Starting at the first line, copy the data below through to the end, exactly.

════════════════════

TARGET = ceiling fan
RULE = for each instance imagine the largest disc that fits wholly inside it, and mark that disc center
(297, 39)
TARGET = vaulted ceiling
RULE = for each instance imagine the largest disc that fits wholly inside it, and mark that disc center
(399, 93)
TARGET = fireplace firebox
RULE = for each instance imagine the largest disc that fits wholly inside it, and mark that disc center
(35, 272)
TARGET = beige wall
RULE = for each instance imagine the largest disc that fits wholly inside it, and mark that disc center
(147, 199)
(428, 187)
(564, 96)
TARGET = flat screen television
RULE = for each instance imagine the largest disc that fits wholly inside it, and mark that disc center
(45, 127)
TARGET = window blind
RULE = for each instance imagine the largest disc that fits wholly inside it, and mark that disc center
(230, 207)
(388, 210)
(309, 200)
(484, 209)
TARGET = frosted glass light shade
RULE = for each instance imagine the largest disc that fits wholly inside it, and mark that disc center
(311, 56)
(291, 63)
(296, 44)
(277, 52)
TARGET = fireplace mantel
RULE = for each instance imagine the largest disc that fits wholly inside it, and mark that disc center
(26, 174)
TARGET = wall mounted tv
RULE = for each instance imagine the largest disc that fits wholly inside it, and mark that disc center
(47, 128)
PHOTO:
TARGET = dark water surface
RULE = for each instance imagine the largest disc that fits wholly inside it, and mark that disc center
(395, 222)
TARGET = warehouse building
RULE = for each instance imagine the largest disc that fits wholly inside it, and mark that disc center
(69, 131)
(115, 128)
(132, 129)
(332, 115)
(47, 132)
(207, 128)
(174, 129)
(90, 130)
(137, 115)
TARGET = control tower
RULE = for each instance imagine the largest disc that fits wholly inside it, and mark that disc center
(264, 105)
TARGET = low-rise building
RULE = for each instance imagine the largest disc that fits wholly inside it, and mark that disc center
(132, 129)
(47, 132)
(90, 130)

════════════════════

* [EXERCISE SOLUTION]:
TARGET = ceiling fan
RULE = for each instance imagine the largest disc that fits wholly inside it, and mark that disc center
(297, 39)
TARGET = vaulted ceiling
RULE = for each instance imagine the largest disc that fits wholly inside it, and mark that disc center
(399, 93)
TARGET = fireplace firebox
RULE = for each instance imagine the largest disc that fits wholly inside it, and mark that disc center
(35, 272)
TARGET = beige wall
RULE = for each instance imagine the largest disc that fits wholly inside it, and mark that disc center
(147, 199)
(428, 187)
(564, 96)
TARGET = flat screen television
RULE = for each instance imagine the largest disc that fits wholly inside it, and mark that disc center
(45, 127)
TARGET = window blind
RULE = for each instance imagine the largest disc that fits wholly inside it, and mark that disc center
(230, 207)
(388, 210)
(309, 200)
(484, 209)
TARGET = frosted glass light shade
RULE = for each instance imagine the largest disc that fits wholly inside it, and mark that disc center
(311, 56)
(291, 63)
(296, 44)
(277, 52)
TARGET = fireplace mantel
RULE = for each instance imagine the largest disc that fits wholly inside it, and mark that disc center
(26, 174)
TARGET = wall mounted tv
RULE = for each instance imagine the largest disc that fits wholly inside it, and mark that disc center
(47, 128)
PHOTO:
TARGET = dark water surface
RULE = for each instance imagine the largest disc that fits wholly inside it, and mark that disc center
(395, 222)
TARGET = warehouse building
RULE = for each instance imagine the largest disc that fits wholly inside it, and mark that disc center
(69, 131)
(115, 128)
(132, 129)
(332, 115)
(47, 132)
(207, 128)
(174, 129)
(90, 130)
(137, 115)
TARGET = control tower
RULE = for each instance imagine the largest disc that fits wholly inside it, and mark that disc center
(264, 105)
TARGET = low-rise building
RULE = for each instance imagine the largest disc that fits wholly inside it, and mark that disc center
(132, 129)
(47, 132)
(90, 130)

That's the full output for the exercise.